[Stored items]
[Start]

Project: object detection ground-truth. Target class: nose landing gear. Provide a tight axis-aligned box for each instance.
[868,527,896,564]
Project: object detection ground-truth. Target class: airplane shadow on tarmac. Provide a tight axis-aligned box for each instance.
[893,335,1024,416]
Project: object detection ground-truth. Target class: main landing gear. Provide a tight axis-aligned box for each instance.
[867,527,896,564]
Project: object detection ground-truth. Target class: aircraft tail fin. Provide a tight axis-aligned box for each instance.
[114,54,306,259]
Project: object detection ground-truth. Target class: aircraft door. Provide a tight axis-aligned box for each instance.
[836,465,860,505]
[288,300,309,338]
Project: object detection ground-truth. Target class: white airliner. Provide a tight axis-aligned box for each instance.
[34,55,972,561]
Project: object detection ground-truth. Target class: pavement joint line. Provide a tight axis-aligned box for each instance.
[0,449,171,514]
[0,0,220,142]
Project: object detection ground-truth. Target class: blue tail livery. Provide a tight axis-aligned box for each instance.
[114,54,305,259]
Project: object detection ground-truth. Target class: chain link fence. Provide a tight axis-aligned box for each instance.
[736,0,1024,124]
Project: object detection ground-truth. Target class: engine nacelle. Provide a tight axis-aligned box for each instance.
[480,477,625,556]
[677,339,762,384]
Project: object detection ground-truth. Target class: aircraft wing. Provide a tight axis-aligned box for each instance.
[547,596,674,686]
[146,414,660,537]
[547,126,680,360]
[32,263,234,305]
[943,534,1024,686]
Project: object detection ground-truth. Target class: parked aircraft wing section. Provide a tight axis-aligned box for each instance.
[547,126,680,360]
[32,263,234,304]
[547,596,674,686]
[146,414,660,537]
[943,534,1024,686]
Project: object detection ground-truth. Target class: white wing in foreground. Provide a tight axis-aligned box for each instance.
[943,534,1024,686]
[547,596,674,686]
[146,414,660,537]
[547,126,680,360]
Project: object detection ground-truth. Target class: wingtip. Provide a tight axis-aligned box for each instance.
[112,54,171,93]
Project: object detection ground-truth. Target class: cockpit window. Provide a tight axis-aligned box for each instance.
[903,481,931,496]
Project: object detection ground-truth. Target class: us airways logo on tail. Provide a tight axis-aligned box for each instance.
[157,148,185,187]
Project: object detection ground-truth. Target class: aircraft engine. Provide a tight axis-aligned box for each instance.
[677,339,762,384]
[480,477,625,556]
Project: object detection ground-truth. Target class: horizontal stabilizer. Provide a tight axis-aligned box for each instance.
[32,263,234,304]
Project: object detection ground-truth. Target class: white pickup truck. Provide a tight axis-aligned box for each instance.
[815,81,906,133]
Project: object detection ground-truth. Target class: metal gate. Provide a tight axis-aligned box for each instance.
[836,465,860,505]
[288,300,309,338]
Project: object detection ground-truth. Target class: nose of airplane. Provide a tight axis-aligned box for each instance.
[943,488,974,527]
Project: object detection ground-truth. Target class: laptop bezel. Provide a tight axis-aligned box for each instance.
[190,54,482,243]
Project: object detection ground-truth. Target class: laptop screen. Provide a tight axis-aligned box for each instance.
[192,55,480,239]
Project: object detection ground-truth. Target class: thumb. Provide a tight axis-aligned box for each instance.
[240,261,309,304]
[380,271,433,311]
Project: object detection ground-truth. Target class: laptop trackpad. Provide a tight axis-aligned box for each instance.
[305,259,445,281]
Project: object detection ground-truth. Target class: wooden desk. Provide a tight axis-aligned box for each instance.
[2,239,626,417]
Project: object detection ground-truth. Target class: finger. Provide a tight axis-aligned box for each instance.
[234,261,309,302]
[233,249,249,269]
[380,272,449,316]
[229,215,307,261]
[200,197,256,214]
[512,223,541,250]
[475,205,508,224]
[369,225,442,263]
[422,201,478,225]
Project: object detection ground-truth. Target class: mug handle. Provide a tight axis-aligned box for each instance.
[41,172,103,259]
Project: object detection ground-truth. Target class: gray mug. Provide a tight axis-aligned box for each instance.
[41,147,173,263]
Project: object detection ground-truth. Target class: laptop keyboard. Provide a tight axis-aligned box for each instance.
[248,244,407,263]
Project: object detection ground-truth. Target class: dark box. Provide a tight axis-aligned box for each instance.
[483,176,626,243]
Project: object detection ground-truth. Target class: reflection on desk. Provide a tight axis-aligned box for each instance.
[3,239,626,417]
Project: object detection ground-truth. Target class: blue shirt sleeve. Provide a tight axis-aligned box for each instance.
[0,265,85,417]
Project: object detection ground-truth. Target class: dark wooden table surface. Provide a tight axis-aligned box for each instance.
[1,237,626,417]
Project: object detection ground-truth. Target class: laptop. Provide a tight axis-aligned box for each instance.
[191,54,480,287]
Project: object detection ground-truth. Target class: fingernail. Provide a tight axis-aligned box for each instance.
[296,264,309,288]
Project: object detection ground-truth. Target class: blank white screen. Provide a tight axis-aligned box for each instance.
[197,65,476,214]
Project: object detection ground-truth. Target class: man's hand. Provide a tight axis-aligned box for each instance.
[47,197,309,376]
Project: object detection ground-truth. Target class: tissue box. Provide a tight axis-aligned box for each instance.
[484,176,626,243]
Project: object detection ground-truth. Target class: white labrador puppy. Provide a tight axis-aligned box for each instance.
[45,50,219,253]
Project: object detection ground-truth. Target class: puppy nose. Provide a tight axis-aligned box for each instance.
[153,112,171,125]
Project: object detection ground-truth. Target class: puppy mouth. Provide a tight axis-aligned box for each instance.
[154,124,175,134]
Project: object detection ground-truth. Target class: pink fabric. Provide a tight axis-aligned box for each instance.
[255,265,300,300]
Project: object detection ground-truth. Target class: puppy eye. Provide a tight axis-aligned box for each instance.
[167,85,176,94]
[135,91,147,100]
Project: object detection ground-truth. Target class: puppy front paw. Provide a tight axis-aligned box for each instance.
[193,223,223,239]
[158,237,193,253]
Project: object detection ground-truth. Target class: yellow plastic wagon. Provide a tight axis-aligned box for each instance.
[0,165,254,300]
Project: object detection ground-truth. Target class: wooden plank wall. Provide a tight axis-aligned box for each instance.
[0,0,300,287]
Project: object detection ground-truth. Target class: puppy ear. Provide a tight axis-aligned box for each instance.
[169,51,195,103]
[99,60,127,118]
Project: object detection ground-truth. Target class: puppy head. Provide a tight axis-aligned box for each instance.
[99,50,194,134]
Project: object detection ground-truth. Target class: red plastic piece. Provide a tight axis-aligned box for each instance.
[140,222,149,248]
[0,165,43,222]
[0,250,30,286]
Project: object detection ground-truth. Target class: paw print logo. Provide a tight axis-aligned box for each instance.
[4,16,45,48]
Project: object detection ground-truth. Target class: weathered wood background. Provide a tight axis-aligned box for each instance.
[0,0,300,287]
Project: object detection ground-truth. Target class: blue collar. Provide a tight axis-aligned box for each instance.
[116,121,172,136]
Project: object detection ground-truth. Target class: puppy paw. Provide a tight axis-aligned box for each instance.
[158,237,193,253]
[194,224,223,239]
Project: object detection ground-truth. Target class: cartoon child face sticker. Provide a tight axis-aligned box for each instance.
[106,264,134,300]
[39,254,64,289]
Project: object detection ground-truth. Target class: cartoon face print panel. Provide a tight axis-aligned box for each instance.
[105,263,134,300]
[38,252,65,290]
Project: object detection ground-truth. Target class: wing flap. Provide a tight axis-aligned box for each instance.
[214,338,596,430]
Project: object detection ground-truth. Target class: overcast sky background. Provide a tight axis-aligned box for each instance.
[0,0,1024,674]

[End]

* _GIVEN PROBLEM_
Please rescale the rows starting with the line containing "Target class: fingernail." and going on through the line containing "[197,65,476,214]", both included. Rewrite those lines with their requests, multiplying every box coordinate in the answers by 2.15 and rounding to whole numbers, halves up.

* _REPLY_
Project: object detection ground-truth. Target class: fingernail. Provide a tight axis-aligned box for each instance.
[636,568,664,619]
Project: object detection ground-truth. Target class: blank white screen. Provide a tight axis-aligned box for each instance.
[424,140,1023,460]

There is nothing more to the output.